If not the best boxer of recent vintage (he was 40--9), the relentless Gatti was among the most exciting. Four times he was involved in Ring magazine's Fight of the Year, including in 2003, when he took a unanimous decision from welterweight Mickey Ward despite breaking his right hand in the fourth round. Gatti, who held titles in two classes, was found dead in a hotel room in Brazil in what authorities ruled a suicide.

Doc Blanchard, 84

Called "that berserk water buffalo" by a New York Times writer, Blanchard was Mr. Inside to Glenn Davis's Mr. Outside in Army's famed backfield of the mid-1940s. He bulled for 1,908 career yards and was the first junior to win the Heisman Trophy, in 1945. His military commitment kept him from playing professionally, but the honors kept coming: He was awarded the Distinguished Flying Cross for his 113 combat missions in Vietnam.
----
- _Exercise set_
1. According to the obituary excerpt, how many combat missions in Vietnam earned Blanchard the Distinguished Flying Cross?
2. Quote the obituary excerpt from "If not the best" up to and including "missions in Vietnam.".
3. List every person the obituary excerpt mentions by name.
Rely only on the obituary excerpt, without outside knowledge.

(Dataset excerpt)
----
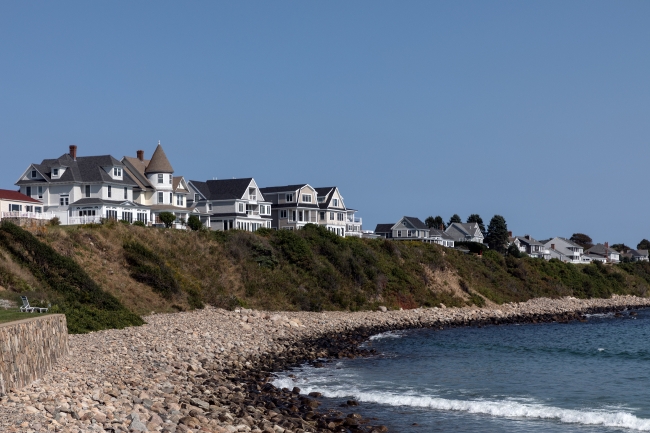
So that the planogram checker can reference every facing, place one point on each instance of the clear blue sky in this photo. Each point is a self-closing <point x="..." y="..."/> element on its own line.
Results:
<point x="538" y="111"/>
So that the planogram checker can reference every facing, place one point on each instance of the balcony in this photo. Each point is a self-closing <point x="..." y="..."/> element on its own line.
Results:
<point x="32" y="215"/>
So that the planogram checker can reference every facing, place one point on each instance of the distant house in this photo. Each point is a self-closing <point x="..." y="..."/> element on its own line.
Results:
<point x="608" y="255"/>
<point x="467" y="232"/>
<point x="532" y="247"/>
<point x="564" y="250"/>
<point x="231" y="204"/>
<point x="157" y="188"/>
<point x="81" y="190"/>
<point x="635" y="255"/>
<point x="14" y="204"/>
<point x="441" y="238"/>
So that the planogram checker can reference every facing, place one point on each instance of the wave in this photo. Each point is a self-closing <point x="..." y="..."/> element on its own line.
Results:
<point x="502" y="409"/>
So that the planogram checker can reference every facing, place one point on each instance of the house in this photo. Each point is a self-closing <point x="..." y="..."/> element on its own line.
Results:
<point x="14" y="204"/>
<point x="158" y="189"/>
<point x="608" y="255"/>
<point x="564" y="250"/>
<point x="468" y="232"/>
<point x="441" y="238"/>
<point x="231" y="204"/>
<point x="334" y="215"/>
<point x="294" y="206"/>
<point x="635" y="255"/>
<point x="532" y="247"/>
<point x="81" y="190"/>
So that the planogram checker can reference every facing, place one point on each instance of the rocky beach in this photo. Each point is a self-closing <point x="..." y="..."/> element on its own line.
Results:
<point x="208" y="370"/>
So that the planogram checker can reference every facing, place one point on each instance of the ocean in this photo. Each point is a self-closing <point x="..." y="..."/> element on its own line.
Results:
<point x="591" y="376"/>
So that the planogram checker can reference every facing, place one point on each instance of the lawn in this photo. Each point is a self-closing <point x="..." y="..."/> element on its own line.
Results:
<point x="14" y="314"/>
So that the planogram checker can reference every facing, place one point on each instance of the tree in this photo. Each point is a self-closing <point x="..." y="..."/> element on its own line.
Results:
<point x="454" y="219"/>
<point x="582" y="239"/>
<point x="475" y="218"/>
<point x="497" y="234"/>
<point x="194" y="223"/>
<point x="167" y="218"/>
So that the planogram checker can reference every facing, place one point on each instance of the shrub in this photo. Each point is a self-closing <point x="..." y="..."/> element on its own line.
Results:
<point x="167" y="218"/>
<point x="194" y="223"/>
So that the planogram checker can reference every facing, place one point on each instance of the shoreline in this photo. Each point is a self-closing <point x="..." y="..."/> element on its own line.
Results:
<point x="208" y="370"/>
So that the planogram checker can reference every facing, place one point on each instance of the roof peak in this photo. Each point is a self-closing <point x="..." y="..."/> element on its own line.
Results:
<point x="159" y="162"/>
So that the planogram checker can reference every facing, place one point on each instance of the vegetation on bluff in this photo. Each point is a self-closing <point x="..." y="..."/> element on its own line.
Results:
<point x="100" y="275"/>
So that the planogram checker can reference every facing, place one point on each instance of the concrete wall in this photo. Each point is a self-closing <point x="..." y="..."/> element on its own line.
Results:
<point x="29" y="347"/>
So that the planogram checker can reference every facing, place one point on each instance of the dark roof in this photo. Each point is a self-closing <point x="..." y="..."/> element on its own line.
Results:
<point x="384" y="228"/>
<point x="285" y="188"/>
<point x="87" y="169"/>
<point x="417" y="223"/>
<point x="15" y="195"/>
<point x="225" y="189"/>
<point x="159" y="162"/>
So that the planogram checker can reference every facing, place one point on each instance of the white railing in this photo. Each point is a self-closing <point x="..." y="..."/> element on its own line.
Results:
<point x="89" y="219"/>
<point x="33" y="215"/>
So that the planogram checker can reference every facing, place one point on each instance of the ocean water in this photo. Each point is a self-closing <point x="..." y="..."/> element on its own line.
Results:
<point x="589" y="376"/>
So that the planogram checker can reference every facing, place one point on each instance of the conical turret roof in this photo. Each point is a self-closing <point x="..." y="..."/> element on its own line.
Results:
<point x="159" y="162"/>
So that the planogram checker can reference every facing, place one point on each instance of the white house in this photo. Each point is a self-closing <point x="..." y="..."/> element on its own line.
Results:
<point x="81" y="190"/>
<point x="231" y="204"/>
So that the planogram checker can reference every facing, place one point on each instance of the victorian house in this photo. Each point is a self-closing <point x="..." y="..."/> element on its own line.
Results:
<point x="231" y="204"/>
<point x="157" y="188"/>
<point x="81" y="190"/>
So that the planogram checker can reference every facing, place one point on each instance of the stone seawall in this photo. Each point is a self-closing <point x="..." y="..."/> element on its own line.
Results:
<point x="29" y="348"/>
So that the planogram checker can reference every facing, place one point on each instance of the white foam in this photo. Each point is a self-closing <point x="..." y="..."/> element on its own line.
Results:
<point x="502" y="408"/>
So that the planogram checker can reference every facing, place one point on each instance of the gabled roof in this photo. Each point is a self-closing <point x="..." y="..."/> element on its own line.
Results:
<point x="285" y="188"/>
<point x="384" y="228"/>
<point x="87" y="169"/>
<point x="225" y="189"/>
<point x="159" y="162"/>
<point x="6" y="194"/>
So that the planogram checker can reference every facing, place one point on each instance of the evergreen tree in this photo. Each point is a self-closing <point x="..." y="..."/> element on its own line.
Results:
<point x="454" y="219"/>
<point x="497" y="234"/>
<point x="476" y="218"/>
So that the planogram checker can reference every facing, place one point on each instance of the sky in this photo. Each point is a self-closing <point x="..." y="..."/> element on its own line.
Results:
<point x="537" y="111"/>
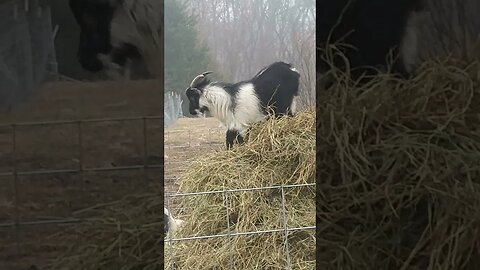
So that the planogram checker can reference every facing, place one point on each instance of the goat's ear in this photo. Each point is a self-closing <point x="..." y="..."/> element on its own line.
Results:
<point x="198" y="91"/>
<point x="199" y="79"/>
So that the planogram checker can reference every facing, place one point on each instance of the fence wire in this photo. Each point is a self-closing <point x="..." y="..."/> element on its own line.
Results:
<point x="16" y="223"/>
<point x="174" y="168"/>
<point x="173" y="107"/>
<point x="27" y="54"/>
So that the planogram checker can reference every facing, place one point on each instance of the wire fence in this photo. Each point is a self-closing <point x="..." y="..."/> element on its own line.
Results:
<point x="200" y="136"/>
<point x="173" y="107"/>
<point x="27" y="54"/>
<point x="15" y="224"/>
----
- _Task results_
1. 113

2.
If not the best boxer of recent vintage (he was 40--9), the relentless Gatti was among the most exciting. Four times he was involved in Ring magazine's Fight of the Year, including in 2003, when he took a unanimous decision from welterweight Mickey Ward despite breaking his right hand in the fourth round. Gatti, who held titles in two classes, was found dead in a hotel room in Brazil in what authorities ruled a suicide.

Doc Blanchard, 84

Called "that berserk water buffalo" by a New York Times writer, Blanchard was Mr. Inside to Glenn Davis's Mr. Outside in Army's famed backfield of the mid-1940s. He bulled for 1,908 career yards and was the first junior to win the Heisman Trophy, in 1945. His military commitment kept him from playing professionally, but the honors kept coming: He was awarded the Distinguished Flying Cross for his 113 combat missions in Vietnam.

3. Gatti, Mickey Ward, Doc Blanchard, Glenn Davis